TASK GOAL
Starting at the line that contains "the form [425,297]." and ending at the end of the records, write out every line again, including those without coordinates. Shift each point coordinate by adding -11 to both of its numbers.

MATERIAL

- - - - - - -

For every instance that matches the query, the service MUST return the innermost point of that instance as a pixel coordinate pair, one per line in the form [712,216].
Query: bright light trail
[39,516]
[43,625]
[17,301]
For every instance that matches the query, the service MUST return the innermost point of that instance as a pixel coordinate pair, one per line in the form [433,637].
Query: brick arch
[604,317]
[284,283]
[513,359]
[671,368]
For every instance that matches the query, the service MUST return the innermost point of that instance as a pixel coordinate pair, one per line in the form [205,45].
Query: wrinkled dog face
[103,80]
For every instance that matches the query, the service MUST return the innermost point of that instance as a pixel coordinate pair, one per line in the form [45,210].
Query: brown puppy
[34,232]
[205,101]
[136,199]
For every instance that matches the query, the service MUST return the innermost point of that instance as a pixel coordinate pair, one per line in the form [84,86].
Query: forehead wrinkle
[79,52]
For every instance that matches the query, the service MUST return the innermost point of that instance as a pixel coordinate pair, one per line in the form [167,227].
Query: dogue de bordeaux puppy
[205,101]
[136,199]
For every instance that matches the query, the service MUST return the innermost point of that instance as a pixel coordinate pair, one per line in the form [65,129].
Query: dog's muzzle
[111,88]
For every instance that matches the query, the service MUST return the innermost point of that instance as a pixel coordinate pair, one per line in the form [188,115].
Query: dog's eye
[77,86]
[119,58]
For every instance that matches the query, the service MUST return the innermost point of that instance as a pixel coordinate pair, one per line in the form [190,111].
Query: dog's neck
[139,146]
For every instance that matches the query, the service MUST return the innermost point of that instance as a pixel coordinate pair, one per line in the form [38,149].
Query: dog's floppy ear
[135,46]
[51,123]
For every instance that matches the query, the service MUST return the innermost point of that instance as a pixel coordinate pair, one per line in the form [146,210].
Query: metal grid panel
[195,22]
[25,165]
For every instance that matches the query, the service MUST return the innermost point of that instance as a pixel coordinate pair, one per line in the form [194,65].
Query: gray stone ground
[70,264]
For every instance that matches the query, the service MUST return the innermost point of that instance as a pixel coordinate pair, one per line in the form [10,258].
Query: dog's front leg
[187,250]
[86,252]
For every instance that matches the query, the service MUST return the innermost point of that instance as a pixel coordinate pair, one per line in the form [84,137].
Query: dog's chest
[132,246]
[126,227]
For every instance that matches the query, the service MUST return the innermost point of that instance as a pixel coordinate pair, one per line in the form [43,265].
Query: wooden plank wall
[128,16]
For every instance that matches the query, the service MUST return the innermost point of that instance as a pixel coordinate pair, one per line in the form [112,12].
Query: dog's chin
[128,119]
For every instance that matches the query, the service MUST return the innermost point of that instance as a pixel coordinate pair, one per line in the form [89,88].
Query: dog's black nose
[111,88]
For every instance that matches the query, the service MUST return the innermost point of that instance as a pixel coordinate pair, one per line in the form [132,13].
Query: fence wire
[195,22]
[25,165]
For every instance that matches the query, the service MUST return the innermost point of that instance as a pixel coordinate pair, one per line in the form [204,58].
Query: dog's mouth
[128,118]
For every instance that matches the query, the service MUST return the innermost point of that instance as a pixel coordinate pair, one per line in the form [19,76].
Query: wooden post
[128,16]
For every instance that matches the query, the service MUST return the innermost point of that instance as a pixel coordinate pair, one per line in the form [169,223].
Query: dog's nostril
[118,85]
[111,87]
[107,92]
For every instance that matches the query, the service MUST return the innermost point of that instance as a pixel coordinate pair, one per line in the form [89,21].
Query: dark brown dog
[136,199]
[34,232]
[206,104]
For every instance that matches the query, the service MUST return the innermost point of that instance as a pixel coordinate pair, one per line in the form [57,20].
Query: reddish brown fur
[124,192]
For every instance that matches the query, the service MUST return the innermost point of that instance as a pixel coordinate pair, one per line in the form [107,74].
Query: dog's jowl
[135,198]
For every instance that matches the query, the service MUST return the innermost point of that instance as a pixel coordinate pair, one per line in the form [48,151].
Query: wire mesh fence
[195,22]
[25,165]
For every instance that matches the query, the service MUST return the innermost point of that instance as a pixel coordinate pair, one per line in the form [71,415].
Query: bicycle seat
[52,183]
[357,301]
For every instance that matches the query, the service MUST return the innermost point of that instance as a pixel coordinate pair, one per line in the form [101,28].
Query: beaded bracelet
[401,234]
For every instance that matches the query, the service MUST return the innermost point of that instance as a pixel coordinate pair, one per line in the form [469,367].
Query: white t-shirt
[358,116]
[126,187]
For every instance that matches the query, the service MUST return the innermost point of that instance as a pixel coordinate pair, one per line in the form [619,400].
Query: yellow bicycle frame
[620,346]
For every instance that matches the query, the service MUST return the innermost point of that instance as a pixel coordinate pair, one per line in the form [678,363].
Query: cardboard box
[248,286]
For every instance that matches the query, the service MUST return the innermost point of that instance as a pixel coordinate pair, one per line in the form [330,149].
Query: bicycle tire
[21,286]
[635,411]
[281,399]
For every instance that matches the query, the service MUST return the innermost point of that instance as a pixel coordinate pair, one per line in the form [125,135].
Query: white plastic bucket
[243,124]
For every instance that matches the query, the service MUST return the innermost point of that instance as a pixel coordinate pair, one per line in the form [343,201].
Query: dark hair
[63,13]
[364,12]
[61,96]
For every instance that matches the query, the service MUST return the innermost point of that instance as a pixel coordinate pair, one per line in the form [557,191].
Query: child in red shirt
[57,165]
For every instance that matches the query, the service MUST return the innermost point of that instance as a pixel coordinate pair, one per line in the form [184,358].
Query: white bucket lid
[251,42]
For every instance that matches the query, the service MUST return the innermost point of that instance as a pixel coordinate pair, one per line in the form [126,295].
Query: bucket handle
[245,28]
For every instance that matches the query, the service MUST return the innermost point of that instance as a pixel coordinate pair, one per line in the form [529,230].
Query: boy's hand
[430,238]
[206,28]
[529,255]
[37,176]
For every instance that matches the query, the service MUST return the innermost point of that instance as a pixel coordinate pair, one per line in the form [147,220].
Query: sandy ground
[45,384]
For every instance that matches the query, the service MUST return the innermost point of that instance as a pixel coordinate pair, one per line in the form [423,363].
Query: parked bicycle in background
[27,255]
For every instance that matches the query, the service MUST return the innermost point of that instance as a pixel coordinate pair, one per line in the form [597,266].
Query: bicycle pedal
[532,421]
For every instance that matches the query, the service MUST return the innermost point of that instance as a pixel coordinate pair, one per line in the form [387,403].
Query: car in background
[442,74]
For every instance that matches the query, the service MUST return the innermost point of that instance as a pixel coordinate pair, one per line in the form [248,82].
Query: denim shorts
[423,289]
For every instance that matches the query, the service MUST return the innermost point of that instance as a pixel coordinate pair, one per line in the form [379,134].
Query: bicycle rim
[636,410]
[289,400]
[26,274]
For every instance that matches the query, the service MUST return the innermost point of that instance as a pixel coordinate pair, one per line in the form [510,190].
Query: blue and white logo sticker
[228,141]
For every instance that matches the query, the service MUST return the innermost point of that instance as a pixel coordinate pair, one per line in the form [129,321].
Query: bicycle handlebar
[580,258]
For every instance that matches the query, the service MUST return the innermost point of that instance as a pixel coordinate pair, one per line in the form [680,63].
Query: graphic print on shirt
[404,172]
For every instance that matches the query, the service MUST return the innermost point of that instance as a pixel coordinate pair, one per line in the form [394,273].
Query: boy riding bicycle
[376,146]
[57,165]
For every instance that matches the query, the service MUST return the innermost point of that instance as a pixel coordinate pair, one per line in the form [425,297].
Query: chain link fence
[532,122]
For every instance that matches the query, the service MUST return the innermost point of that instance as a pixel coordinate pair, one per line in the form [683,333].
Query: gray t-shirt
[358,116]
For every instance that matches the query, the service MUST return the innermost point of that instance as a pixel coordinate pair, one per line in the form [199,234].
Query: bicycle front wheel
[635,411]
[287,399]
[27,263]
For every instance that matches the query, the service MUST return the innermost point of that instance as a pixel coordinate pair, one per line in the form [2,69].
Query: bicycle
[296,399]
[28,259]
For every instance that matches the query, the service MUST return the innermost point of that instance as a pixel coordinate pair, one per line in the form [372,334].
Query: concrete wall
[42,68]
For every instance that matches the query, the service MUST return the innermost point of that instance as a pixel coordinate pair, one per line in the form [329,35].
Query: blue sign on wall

- - - - - - -

ANSWER BELOW
For every instance that matches the query, the service MUST return the innermost point of that instance as a pixel coordinate pair, one per line in the form [425,297].
Query: chain link fence
[521,111]
For every instance that matches the query, the service MUST return the innermost point of that instance as a pixel coordinate pair, one per line in the form [683,333].
Query: gray t-shirt
[347,105]
For every instance that matches the query, the service MUST return the innermost point of that instance as a pixel coordinate pair, one per line in the form [199,234].
Query: bicycle front wheel
[624,400]
[276,388]
[16,252]
For every instance that matches the query, the service MUST return the innermost point of that instance as a pixel coordinate pair, one per line in the form [2,69].
Query: bicycle
[285,388]
[17,248]
For every instance that matches the query, the service MUST return the innermost point of that instance as a pixel coordinate pair, one per line in the form [372,334].
Query: concrete wall
[31,57]
For every instance that matches the query, the service MUST return the innermost point of that instance as a pixel coordinate pair, one per line in the form [329,35].
Query: blue sign on wall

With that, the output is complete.